Goal of the exercise.
What you return should be the entries, unchanged, without their pictures.

[Image point grounding data]

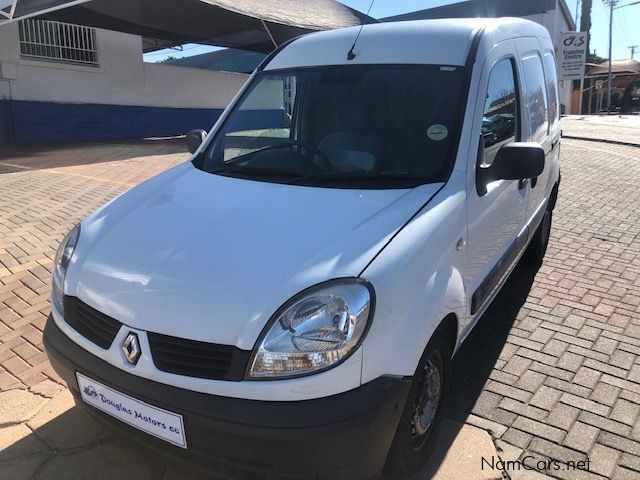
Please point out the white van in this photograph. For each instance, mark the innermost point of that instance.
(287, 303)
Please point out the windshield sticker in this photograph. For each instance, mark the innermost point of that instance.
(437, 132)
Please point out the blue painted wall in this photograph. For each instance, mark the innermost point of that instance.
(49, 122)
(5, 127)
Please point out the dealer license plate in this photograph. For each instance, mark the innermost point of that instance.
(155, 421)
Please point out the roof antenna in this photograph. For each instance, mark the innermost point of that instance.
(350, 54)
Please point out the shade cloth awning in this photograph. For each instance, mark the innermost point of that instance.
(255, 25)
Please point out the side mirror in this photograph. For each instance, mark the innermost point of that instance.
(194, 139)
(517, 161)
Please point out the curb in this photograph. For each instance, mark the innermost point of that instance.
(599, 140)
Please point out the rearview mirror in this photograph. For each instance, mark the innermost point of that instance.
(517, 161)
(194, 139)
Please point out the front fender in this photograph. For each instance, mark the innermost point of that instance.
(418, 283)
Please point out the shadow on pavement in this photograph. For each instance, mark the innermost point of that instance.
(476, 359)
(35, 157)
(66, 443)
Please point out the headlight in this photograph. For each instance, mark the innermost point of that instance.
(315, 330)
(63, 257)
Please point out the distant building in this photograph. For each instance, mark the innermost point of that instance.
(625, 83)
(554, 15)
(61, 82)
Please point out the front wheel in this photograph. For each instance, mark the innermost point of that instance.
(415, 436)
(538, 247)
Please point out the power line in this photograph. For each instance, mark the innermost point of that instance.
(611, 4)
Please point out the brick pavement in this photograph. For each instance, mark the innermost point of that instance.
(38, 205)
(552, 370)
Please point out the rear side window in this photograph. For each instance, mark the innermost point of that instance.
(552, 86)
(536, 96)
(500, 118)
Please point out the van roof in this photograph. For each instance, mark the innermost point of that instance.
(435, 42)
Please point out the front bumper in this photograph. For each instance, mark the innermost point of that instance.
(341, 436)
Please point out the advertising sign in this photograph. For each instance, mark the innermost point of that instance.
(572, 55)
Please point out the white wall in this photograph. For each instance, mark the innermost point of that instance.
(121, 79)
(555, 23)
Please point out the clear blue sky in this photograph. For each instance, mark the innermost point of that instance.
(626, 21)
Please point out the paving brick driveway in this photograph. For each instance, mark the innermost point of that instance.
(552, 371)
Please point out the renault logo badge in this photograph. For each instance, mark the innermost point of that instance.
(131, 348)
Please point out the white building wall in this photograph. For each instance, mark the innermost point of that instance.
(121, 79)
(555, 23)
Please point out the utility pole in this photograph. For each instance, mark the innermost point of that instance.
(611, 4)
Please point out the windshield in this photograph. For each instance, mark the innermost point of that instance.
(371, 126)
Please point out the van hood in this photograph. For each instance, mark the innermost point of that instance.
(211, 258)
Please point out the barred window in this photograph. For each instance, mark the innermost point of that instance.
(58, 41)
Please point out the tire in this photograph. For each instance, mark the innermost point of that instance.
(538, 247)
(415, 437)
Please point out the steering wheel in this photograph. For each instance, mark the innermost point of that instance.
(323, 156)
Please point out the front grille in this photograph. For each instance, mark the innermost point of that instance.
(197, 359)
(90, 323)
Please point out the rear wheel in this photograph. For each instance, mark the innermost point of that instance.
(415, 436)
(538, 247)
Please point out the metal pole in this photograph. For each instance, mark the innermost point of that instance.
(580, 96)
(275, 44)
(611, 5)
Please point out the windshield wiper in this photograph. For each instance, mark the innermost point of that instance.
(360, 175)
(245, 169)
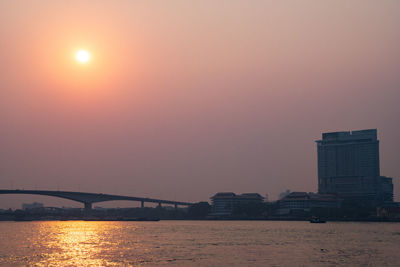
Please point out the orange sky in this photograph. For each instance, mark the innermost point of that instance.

Result.
Please point out the white van in this photograph. For each instance, mark the innermost point of that instance.
(287, 303)
Please point out the windshield sticker in this photograph. For each instance, mark the innermost point of that instance.
(437, 132)
Please point out the blue painted wall in this photograph. For each instance, mark the innermost point of that instance.
(49, 122)
(5, 127)
Please point out the dealer license plate in this photograph. For each instance, mark the innermost point of that instance.
(155, 421)
Please point out the roof antenna in this photograph. For each instance, mark the innermost point of that instance.
(350, 54)
Please point out the shade cloth awning in this photograph. For each instance, mark the innermost point of that instance.
(255, 25)
Please point out the side mirror in this photograph. For each instance, mark the innermost point of that instance.
(194, 139)
(517, 161)
Please point out the curb in this photograph. For each instance, mark the innermost point of that instance.
(599, 140)
Please point out the rearview mirror in this photograph. For each instance, mark the innermost point of that instance.
(517, 161)
(194, 139)
Please point out the front fender in this photograph. For each instance, mark the innermost point of that instance.
(418, 283)
Please point out the shadow on pavement in this photograph. For each instance, mark the innermost point of that instance.
(476, 359)
(35, 157)
(66, 443)
Please point out the headlight in this photograph. For each instance, mark the innermost point of that instance.
(315, 330)
(63, 257)
Please point out the distant building in this photograph. For each instance, mark the innermost point of that instance.
(625, 83)
(554, 15)
(61, 82)
Please point out the front wheel in this photograph. For each instance, mark the innermost point of that instance.
(415, 436)
(538, 247)
Please point out the power line in this photograph. For each instance, mark the innermost point of that instance.
(611, 4)
Please point out the brick pavement in this photograph. For each instance, mark the innermost point of that instance.
(38, 205)
(552, 370)
Please point out the rear side window in this photograph. For each instance, mark the innermost point of that instance.
(552, 86)
(536, 96)
(500, 118)
Please point out the van roof in this photograph. For each instance, mark the innermost point of that instance.
(435, 42)
Please point out the front bumper in this photograph. For each instance, mark the innermost point of that instance.
(341, 436)
Please point out the advertising sign in this photograph. For each instance, mark the innermost point of that instance.
(572, 55)
Please point out the white wall in this photograph. For each instance, mark the innermost point of that instance.
(121, 79)
(555, 23)
Please point out the clear blue sky in this photograph. For each instance, mark the innermost point of that instance.
(626, 21)
Please point out the paving brick driveway in this photograph. For each instance, mark the innermost point of that instance.
(552, 371)
Please point out the renault logo badge in this photograph. For each instance, mark the innermost point of that instance.
(131, 348)
Please point out the white building wall in this photograph. For each instance, mark the innermost point of that instance.
(121, 79)
(555, 23)
Please point out the utility pole in this photograph. For each instance, mark the innermost point of that instance.
(611, 4)
Please point out the windshield in this photograph. For each instance, mark the innermost point of that instance.
(371, 126)
Please point out the van hood in this photograph. For each instance, mark the innermost point of that instance.
(211, 258)
Please point out the barred window in this photograph. For each instance, mark the innermost point of that instance.
(58, 41)
Please point out the tire in this photograph. For each instance, mark the innermost point of that instance.
(538, 247)
(415, 437)
Please point out the steering wheel in this photograph. For each instance, mark the innermost point of that instance.
(323, 156)
Please point out the front grille in this photograph. For each instance, mark the innermost point of that instance.
(197, 359)
(90, 323)
Please point out the rear wheel in this photograph. For each instance, mark the innermost point of that instance.
(415, 436)
(538, 247)
Please point out the metal pole in this photograph. For each instance, mark the innermost point of that instance.
(580, 96)
(275, 44)
(611, 5)
Please point out the windshield wiper in this photograph. For each instance, mark the innermost point of that instance.
(360, 175)
(245, 169)
Please point out the orange sky in this photograph. For each instance, mark the innermost point of that instance.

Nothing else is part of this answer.